***** DATA FOR THIS EXERCISE *****

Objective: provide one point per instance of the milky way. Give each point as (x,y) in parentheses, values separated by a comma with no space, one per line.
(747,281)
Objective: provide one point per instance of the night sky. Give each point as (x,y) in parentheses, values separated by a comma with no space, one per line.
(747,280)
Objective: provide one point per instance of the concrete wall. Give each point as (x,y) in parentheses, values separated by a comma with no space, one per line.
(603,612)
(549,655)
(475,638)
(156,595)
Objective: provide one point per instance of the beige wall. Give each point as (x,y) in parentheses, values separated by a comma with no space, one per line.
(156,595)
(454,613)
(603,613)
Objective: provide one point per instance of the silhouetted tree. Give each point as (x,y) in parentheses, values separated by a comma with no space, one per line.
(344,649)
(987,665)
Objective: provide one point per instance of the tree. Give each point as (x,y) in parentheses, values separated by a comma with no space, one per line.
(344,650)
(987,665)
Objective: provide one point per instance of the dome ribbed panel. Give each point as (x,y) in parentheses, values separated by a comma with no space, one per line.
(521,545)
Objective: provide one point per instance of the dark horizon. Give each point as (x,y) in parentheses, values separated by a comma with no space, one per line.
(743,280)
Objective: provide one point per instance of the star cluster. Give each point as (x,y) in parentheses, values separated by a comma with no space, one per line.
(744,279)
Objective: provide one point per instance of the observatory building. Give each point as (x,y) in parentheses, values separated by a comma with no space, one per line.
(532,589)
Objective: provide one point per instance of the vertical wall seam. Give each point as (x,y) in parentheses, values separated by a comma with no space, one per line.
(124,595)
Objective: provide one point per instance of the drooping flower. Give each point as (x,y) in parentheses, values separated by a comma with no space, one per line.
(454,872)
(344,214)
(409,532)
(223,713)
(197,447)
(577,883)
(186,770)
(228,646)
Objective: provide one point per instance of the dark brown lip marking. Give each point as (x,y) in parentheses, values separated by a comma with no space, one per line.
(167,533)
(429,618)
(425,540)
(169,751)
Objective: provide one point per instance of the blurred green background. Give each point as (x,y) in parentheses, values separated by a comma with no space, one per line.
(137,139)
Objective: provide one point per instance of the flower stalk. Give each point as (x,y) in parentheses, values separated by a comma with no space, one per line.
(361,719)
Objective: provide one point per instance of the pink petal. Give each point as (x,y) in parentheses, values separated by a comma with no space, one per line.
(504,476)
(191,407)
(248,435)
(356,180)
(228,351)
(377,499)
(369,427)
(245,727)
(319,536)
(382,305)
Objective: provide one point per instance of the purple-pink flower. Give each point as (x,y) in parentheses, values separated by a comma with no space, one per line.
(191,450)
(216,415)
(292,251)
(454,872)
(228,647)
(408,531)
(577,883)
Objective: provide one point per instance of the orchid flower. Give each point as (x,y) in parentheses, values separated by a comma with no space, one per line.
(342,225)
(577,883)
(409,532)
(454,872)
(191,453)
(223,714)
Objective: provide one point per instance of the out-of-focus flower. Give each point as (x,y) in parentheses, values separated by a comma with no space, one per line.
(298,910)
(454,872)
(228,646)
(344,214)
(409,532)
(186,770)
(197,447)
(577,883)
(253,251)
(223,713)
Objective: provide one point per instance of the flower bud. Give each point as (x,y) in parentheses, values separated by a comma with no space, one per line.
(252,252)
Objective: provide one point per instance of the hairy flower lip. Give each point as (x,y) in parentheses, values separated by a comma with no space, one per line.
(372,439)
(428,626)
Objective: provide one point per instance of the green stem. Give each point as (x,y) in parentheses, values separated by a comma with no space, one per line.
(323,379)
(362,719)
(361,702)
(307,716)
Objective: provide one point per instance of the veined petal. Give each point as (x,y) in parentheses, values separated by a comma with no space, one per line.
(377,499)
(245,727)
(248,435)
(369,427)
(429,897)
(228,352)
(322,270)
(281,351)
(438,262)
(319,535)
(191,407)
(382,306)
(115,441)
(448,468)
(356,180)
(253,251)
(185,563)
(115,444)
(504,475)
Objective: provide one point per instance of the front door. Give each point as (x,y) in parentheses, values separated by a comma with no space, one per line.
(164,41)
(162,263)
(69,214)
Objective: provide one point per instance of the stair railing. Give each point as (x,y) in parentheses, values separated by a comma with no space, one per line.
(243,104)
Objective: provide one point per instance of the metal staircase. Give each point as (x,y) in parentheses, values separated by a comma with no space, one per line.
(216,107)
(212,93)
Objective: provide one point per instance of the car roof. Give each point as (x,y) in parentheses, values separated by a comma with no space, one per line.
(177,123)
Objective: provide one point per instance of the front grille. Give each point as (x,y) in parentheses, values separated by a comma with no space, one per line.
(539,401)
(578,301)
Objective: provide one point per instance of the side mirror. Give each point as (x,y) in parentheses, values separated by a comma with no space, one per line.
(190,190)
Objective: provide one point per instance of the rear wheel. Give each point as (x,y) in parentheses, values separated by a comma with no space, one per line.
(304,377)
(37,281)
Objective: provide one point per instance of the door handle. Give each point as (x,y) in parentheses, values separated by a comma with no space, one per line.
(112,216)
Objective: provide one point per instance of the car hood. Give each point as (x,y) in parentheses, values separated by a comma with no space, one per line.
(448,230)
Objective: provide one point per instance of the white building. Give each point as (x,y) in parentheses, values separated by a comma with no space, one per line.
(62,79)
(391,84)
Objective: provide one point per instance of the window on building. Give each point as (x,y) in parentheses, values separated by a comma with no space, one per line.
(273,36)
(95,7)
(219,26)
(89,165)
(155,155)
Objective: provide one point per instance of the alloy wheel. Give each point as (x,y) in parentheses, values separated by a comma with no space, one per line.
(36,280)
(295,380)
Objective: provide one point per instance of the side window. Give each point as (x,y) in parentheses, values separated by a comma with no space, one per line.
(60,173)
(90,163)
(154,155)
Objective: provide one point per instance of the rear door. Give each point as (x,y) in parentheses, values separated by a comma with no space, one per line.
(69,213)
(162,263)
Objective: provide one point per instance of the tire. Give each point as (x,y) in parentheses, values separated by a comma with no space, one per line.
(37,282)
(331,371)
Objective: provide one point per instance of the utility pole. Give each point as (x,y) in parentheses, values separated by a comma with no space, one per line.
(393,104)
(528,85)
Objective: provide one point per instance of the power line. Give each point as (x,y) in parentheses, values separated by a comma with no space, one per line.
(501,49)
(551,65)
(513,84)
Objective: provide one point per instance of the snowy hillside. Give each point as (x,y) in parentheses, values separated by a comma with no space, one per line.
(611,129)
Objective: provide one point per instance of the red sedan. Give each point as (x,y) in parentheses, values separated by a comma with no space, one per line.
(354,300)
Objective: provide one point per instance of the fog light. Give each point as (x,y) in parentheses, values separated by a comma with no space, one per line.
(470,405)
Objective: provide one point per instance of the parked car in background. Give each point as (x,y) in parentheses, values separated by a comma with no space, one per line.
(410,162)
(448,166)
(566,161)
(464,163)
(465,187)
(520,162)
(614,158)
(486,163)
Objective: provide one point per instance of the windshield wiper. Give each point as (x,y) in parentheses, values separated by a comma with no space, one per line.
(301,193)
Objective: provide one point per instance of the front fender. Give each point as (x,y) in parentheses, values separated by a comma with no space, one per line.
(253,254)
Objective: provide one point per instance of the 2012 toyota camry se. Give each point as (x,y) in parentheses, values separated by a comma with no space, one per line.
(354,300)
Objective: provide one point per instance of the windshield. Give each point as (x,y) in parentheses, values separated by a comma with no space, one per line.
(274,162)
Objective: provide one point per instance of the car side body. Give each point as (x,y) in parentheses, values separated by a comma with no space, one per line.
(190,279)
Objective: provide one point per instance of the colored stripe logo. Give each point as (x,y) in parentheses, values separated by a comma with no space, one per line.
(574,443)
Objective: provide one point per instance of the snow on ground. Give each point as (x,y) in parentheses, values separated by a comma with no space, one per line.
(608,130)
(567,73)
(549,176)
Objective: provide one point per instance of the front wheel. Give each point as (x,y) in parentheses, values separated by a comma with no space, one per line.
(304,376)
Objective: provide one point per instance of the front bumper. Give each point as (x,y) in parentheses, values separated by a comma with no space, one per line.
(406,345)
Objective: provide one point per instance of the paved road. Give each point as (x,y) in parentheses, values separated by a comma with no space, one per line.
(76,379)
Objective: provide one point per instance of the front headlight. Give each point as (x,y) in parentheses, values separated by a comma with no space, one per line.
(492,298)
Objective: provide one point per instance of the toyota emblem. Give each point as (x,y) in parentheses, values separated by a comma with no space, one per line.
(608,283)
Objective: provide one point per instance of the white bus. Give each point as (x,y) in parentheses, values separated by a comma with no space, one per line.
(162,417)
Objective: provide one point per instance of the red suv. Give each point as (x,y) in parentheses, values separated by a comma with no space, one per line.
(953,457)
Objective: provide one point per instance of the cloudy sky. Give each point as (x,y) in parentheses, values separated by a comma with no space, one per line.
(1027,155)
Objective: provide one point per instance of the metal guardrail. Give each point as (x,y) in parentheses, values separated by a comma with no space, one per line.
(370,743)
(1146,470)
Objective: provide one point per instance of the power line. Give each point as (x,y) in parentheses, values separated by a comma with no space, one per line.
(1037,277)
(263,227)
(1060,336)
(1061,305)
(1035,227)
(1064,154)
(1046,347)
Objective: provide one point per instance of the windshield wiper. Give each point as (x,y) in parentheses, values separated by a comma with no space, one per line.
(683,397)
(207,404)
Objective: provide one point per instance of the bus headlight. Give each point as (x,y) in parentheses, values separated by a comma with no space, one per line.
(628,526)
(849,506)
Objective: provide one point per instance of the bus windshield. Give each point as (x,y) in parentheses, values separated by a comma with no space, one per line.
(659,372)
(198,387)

*****

» PROBLEM DESCRIPTION
Your task is to set down exactly the lines from the line containing "Objective: provide one point per instance of the white bus." to the end of the data above, including both ends.

» FINISHED EXERCISE
Objective: provide one point per instance of the white bus. Give each point as (x,y) in parentheses, values separated by a comma with no space, one per line.
(162,417)
Objective: provide one point per instance of the red suv. Give each point as (x,y) in parentheses, values separated by a comma with no space, one per line.
(953,457)
Objective: provide one point per instance of the cloudy sky. Give each point as (x,y) in parentheses, values separated by a comma with no space, one per line.
(1027,155)
Objective: provide one point per instance of the metal guardrail. Give each point as (x,y) in parentheses, values separated by a comma with no space, one per line.
(370,743)
(1146,470)
Objective: provide one point per instance of the power line. Give each point as (x,y) in parentheses, values separated by a comma with no space, one per line.
(1037,277)
(263,227)
(1060,336)
(1061,305)
(1035,227)
(1064,154)
(1046,347)
Objective: provide one point per instance of the windshield wiper. Give each point as (x,y) in parentheses, values separated by a comma with no space, one per line.
(683,397)
(207,404)
Objective: provide one point per instance of the bus headlight. Give each point as (x,y) in parentheses, values separated by a comma with no space, one per line.
(628,526)
(849,506)
Objective: provide one point per instance of the bus windshield. Give each point as (x,y) in parentheses, values separated by a comma with no space, one per line.
(659,372)
(198,387)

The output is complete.